§ WHAT TO DO: Only the lines from the one containing "For the benchmark, mark every instance of the pink" through the last line below should be written out, exactly and with both ends kept.
────────
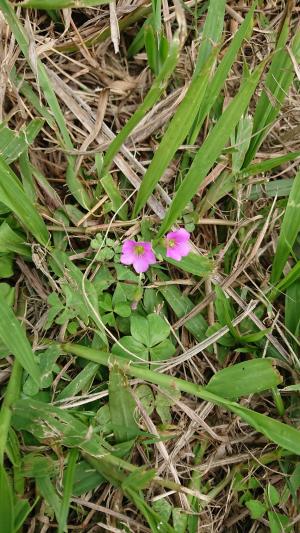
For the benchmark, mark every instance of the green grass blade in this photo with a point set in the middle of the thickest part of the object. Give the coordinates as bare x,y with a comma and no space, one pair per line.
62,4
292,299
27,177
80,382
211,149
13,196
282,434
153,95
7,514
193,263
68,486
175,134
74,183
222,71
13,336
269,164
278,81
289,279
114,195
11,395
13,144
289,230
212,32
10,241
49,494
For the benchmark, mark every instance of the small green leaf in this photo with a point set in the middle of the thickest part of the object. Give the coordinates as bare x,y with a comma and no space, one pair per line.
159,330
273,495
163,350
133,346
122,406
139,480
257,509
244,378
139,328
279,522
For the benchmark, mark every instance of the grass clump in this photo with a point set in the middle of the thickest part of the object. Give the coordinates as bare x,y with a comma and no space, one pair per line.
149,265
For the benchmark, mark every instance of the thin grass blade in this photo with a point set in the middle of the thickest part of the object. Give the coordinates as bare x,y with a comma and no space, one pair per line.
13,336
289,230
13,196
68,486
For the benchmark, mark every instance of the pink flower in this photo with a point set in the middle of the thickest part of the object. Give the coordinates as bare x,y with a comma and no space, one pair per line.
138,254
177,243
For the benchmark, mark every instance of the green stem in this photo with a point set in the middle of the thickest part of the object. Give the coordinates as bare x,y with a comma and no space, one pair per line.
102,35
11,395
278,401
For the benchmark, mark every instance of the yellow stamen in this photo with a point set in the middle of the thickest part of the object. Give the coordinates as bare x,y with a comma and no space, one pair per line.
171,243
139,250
────────
§ COMPLETE ANSWER:
For the benchmark, mark every instance of the pink flower in this photo with a point set in the middle of the thickest part of the object. Give the coordinates as bare x,y with a comma and no space, one pair per line.
138,254
177,243
For the benchmark, mark every instance of the green stem in this photo with a point set in the middle of the thickest part of the object. Give the coordinates as bare x,y with a comma and no space, one pair per line.
102,35
11,395
278,401
For the benchmark, mark every instance of the yellow stamen in this photo with a point set in the middle of the thickest part of the object. Give the coordinates as bare x,y with a comma and no space, one pair per line.
171,243
139,250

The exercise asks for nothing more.